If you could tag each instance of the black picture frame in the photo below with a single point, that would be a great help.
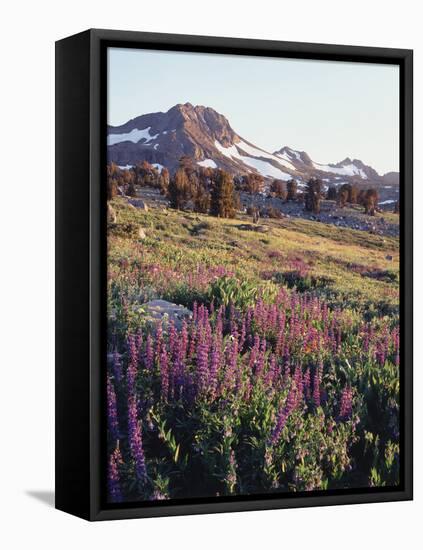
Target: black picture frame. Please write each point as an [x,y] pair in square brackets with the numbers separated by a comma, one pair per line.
[80,269]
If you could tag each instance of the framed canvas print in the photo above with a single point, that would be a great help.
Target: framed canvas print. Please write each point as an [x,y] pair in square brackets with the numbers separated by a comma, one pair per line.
[234,274]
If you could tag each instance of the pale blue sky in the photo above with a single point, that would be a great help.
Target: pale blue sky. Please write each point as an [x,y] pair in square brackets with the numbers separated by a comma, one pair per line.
[331,110]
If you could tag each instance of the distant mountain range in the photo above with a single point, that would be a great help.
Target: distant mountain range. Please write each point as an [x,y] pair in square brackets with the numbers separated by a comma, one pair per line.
[206,136]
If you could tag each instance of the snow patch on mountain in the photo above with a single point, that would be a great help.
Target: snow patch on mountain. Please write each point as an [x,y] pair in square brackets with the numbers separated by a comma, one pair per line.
[344,170]
[134,135]
[207,163]
[263,167]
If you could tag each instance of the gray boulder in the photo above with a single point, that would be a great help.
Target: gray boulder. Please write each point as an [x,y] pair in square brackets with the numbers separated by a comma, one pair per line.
[138,203]
[162,310]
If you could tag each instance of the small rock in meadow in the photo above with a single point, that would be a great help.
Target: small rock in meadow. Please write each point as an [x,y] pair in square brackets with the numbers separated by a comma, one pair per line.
[162,310]
[139,203]
[111,214]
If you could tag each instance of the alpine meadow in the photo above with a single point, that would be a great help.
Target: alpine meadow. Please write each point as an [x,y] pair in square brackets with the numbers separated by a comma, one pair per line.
[253,336]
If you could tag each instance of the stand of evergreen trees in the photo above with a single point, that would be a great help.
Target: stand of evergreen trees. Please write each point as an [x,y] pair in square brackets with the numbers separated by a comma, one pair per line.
[215,191]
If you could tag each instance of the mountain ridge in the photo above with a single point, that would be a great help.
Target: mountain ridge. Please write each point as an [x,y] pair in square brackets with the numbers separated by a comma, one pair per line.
[207,136]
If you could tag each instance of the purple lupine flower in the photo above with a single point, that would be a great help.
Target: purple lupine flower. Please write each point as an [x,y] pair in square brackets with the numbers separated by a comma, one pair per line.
[279,426]
[271,371]
[184,340]
[172,338]
[316,388]
[113,477]
[159,342]
[112,414]
[117,368]
[135,439]
[231,368]
[202,365]
[164,372]
[132,370]
[149,354]
[345,409]
[307,384]
[254,352]
[260,359]
[214,366]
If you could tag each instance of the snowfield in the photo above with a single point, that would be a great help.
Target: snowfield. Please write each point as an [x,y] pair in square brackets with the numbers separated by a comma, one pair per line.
[134,135]
[344,170]
[207,163]
[263,167]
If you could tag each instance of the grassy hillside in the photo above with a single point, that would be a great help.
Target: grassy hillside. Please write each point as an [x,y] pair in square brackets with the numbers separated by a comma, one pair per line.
[285,379]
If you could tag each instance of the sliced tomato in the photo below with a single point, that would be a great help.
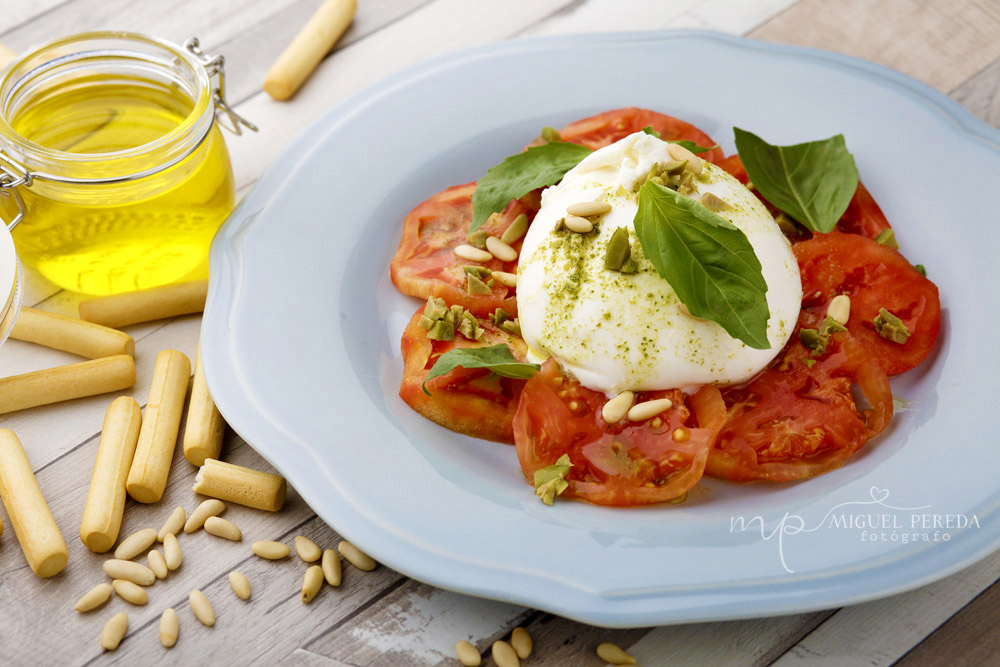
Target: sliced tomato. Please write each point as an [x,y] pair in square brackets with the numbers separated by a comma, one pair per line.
[628,463]
[799,418]
[607,128]
[874,276]
[425,263]
[475,401]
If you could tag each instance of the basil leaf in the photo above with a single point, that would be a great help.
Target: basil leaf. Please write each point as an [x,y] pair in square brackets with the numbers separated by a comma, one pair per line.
[497,358]
[812,182]
[707,260]
[519,174]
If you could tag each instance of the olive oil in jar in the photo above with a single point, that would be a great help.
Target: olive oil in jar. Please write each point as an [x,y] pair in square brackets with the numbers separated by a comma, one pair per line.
[125,233]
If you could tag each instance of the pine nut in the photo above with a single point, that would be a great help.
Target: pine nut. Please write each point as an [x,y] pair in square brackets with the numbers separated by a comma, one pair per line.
[468,654]
[647,409]
[130,592]
[356,557]
[520,640]
[202,608]
[307,549]
[615,410]
[169,627]
[94,598]
[130,571]
[504,655]
[839,309]
[157,564]
[575,223]
[585,209]
[504,278]
[612,653]
[172,552]
[311,583]
[223,528]
[135,544]
[174,523]
[271,550]
[114,631]
[500,250]
[211,507]
[516,229]
[240,585]
[472,254]
[331,567]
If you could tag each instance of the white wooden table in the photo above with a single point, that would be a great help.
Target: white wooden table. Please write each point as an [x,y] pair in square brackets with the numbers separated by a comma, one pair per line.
[383,618]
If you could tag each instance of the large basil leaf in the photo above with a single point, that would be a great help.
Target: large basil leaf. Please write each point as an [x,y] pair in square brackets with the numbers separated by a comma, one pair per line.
[707,260]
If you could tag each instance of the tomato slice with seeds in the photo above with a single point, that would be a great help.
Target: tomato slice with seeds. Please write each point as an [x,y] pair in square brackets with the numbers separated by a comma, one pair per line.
[874,276]
[606,128]
[425,263]
[474,401]
[628,463]
[799,418]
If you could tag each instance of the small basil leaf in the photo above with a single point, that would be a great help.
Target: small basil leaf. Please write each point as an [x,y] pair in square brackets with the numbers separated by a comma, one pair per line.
[519,174]
[497,358]
[707,260]
[812,182]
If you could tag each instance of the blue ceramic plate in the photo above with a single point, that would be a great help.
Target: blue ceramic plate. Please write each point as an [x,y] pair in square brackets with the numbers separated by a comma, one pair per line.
[302,330]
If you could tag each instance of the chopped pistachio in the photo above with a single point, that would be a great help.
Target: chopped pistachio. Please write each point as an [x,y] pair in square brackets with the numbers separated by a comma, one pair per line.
[550,481]
[887,237]
[890,327]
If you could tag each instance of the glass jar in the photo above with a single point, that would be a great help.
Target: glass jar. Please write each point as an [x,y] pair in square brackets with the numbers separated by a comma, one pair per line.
[113,171]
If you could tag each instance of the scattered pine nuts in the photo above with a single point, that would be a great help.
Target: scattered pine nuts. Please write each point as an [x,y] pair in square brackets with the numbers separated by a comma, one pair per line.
[223,528]
[839,309]
[504,655]
[585,209]
[612,653]
[472,254]
[169,627]
[271,550]
[94,598]
[114,631]
[307,549]
[172,552]
[356,557]
[136,544]
[311,583]
[158,564]
[500,250]
[331,567]
[468,654]
[174,523]
[130,571]
[520,640]
[240,585]
[130,592]
[202,608]
[615,410]
[211,507]
[575,223]
[647,409]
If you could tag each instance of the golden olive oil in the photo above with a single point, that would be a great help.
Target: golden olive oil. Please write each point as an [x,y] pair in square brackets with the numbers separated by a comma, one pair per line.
[106,238]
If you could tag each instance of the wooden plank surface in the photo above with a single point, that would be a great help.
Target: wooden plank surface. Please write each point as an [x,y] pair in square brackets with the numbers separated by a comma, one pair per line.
[382,618]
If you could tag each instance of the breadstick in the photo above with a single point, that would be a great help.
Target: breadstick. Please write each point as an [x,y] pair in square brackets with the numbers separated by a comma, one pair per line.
[63,383]
[36,529]
[253,488]
[102,514]
[157,303]
[71,334]
[308,48]
[147,477]
[204,427]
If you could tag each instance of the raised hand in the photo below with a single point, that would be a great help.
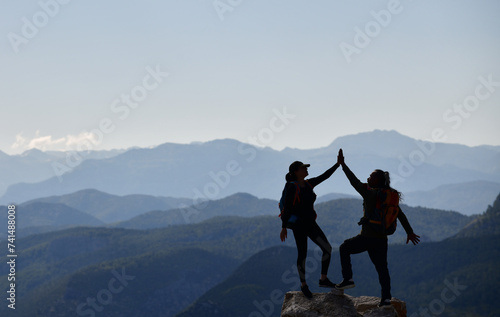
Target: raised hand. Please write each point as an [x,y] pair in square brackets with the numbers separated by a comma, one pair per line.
[413,238]
[283,234]
[340,157]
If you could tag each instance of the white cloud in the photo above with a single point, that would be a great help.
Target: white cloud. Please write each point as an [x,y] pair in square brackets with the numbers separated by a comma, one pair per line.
[81,142]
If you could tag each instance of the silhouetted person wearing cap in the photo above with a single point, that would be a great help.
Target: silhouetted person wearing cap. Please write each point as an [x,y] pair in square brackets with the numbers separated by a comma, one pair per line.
[299,215]
[370,240]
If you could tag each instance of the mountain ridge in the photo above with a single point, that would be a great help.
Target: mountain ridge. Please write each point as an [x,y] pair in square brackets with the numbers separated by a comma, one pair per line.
[222,167]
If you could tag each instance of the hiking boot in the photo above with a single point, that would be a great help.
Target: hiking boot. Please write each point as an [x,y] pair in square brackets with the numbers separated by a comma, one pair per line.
[326,283]
[345,284]
[305,290]
[384,303]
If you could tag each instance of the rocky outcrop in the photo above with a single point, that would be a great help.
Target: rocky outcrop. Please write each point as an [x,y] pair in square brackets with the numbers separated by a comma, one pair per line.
[337,304]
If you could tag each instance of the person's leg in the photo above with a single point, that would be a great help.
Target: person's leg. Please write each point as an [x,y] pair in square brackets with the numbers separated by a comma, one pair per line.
[350,246]
[301,242]
[318,236]
[378,255]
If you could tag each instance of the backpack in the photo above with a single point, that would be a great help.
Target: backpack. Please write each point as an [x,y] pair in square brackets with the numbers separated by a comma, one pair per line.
[383,218]
[281,204]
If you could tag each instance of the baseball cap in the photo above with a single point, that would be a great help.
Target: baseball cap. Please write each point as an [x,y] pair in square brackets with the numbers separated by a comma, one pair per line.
[296,165]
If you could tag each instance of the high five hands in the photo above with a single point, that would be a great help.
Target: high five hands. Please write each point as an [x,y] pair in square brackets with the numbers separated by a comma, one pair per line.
[340,157]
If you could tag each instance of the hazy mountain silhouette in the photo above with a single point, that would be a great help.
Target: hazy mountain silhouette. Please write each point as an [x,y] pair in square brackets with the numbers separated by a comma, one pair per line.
[240,204]
[468,198]
[220,168]
[49,216]
[487,223]
[112,208]
[35,166]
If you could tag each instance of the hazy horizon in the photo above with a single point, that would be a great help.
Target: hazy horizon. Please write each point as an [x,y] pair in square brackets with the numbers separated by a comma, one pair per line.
[299,74]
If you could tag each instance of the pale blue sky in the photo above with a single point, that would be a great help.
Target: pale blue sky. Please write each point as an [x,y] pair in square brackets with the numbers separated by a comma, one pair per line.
[226,76]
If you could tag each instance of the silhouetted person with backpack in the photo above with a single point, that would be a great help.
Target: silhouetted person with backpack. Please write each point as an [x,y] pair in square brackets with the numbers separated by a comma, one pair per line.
[298,214]
[373,236]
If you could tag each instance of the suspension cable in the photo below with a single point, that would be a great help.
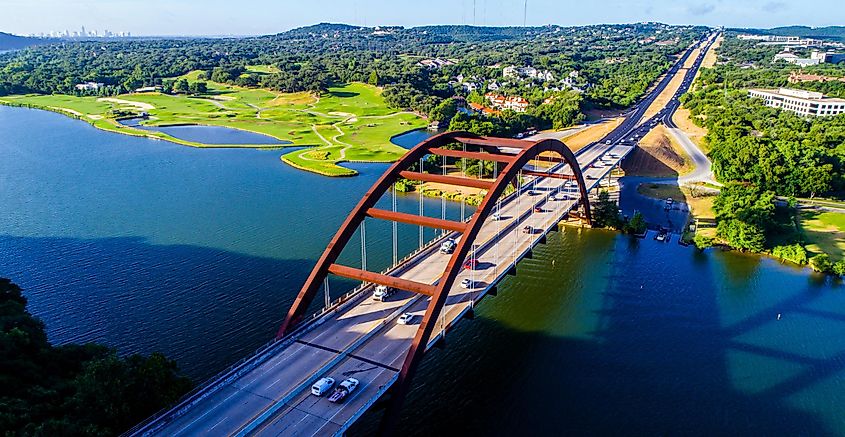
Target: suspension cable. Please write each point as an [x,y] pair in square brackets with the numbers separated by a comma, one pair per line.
[363,245]
[421,207]
[443,198]
[395,231]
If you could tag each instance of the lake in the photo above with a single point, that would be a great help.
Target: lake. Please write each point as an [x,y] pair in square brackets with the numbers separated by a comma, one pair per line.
[207,134]
[148,246]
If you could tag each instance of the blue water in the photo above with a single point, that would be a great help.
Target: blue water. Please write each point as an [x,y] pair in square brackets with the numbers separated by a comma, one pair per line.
[146,245]
[208,134]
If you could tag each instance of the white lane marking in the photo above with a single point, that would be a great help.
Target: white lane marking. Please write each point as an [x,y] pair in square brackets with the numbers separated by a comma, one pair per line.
[274,383]
[223,402]
[218,423]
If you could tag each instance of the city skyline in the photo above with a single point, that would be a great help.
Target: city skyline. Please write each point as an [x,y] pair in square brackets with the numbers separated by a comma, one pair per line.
[216,18]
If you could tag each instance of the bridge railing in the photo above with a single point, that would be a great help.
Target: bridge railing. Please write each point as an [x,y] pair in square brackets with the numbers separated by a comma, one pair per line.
[234,371]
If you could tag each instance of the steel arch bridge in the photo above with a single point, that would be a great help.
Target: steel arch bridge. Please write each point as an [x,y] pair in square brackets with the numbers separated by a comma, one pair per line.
[512,153]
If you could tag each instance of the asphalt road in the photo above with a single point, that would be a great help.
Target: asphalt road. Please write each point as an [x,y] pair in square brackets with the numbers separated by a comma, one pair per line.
[361,338]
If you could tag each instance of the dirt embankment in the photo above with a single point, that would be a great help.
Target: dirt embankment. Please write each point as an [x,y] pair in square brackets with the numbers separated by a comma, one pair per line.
[659,155]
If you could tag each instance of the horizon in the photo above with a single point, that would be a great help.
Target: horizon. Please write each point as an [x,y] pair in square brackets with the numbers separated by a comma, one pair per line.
[215,18]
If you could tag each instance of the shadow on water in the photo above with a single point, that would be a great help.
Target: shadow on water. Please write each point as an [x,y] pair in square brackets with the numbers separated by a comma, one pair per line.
[204,307]
[643,354]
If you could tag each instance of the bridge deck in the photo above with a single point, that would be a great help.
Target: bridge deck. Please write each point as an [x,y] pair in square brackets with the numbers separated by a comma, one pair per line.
[360,338]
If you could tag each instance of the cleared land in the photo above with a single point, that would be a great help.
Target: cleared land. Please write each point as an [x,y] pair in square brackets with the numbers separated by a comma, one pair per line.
[659,155]
[348,123]
[825,232]
[671,88]
[682,117]
[699,202]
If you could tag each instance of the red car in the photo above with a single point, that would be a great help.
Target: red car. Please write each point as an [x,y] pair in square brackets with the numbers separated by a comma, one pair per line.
[471,264]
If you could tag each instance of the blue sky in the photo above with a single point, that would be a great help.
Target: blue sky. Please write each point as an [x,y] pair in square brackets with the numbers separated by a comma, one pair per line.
[250,17]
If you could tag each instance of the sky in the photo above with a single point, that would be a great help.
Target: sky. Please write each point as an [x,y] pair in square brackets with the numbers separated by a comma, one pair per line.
[259,17]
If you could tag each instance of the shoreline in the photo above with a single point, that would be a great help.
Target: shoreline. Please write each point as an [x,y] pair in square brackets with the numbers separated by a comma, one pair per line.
[114,126]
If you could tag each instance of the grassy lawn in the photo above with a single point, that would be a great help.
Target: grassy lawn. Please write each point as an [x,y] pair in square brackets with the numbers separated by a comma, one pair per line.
[825,232]
[348,123]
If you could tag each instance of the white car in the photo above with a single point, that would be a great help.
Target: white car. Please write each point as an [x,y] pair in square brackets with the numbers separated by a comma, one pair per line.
[343,390]
[382,293]
[448,246]
[322,386]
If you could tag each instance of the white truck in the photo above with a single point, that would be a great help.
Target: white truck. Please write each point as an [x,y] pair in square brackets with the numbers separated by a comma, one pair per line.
[382,292]
[343,390]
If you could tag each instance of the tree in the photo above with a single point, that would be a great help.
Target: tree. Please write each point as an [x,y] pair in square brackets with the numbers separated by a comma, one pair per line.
[181,86]
[373,79]
[606,212]
[74,389]
[198,88]
[839,267]
[702,241]
[822,263]
[636,225]
[445,110]
[795,253]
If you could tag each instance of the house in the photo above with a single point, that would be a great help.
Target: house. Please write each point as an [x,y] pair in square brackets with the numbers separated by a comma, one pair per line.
[516,103]
[89,86]
[435,64]
[529,72]
[807,103]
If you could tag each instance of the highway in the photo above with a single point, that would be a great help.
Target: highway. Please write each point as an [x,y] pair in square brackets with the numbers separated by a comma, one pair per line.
[269,393]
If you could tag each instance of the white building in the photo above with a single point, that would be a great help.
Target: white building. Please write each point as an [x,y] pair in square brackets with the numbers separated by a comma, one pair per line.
[528,72]
[801,102]
[89,86]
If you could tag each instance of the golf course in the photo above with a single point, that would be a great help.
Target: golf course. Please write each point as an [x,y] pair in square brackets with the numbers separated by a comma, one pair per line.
[348,123]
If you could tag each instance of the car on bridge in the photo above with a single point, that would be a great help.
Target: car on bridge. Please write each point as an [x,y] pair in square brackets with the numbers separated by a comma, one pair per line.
[322,386]
[382,293]
[448,246]
[344,390]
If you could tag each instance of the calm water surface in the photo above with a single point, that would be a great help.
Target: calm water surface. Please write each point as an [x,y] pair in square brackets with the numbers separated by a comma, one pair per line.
[147,245]
[208,134]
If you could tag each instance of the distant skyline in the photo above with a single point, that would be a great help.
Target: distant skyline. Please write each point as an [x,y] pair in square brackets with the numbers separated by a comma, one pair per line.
[259,17]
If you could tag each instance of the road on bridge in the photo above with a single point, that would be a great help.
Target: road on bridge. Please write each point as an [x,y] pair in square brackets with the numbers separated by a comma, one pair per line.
[269,394]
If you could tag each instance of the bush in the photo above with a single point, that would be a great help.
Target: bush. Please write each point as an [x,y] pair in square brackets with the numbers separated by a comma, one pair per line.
[794,253]
[821,263]
[702,241]
[839,268]
[636,225]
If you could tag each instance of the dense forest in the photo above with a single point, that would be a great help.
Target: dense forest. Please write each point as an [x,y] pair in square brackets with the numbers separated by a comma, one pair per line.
[762,152]
[73,389]
[615,64]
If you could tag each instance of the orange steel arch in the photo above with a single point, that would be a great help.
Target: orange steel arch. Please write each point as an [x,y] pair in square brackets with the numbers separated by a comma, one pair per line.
[516,153]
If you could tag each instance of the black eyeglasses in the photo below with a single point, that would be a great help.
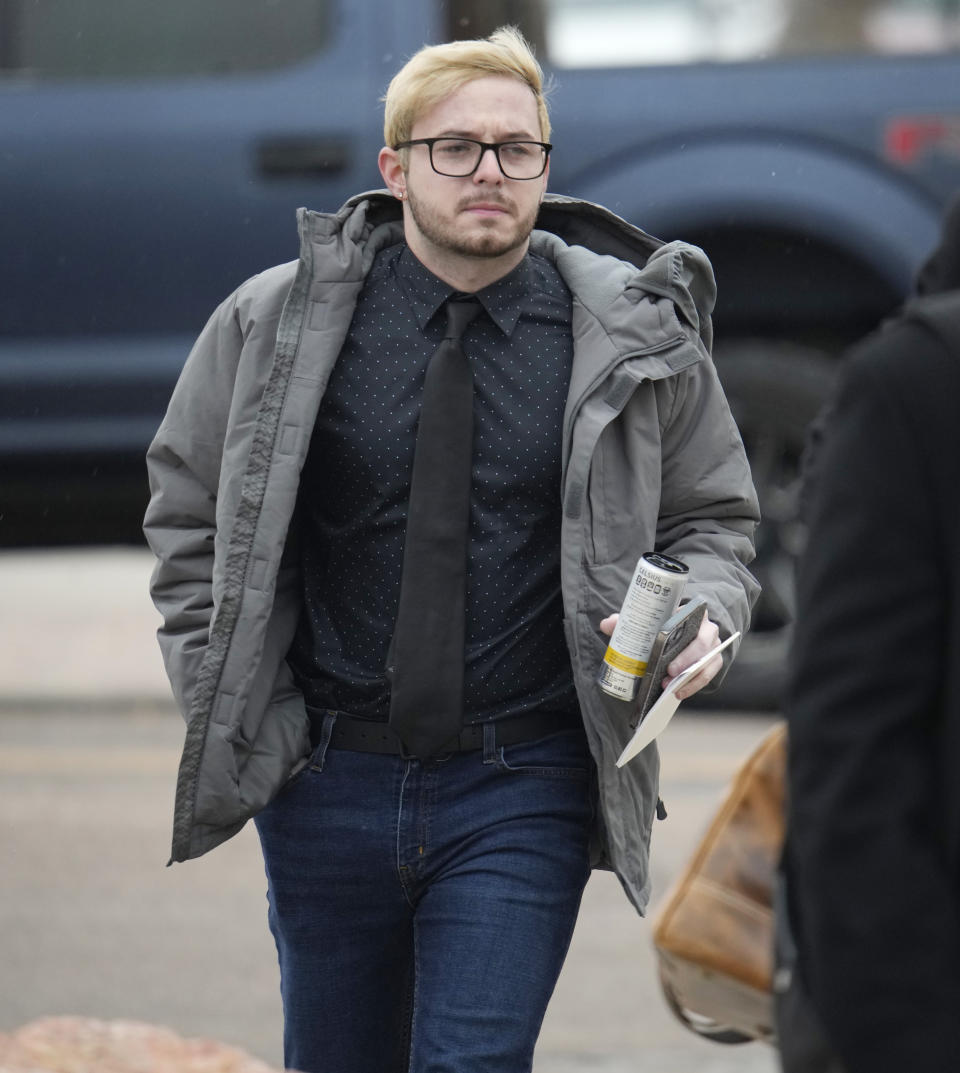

-*-

Exercise: Pull out every line of the material above that contains the word "course", matching case exactly. Copy each one in full.

Correct response:
If you could tag each instance of the golf course in the photo above with a single point, that would be a great help.
Target: golf course. Please write each point as an [x,y] pair in square brackets with the numbers separated by a comma, one pair per line.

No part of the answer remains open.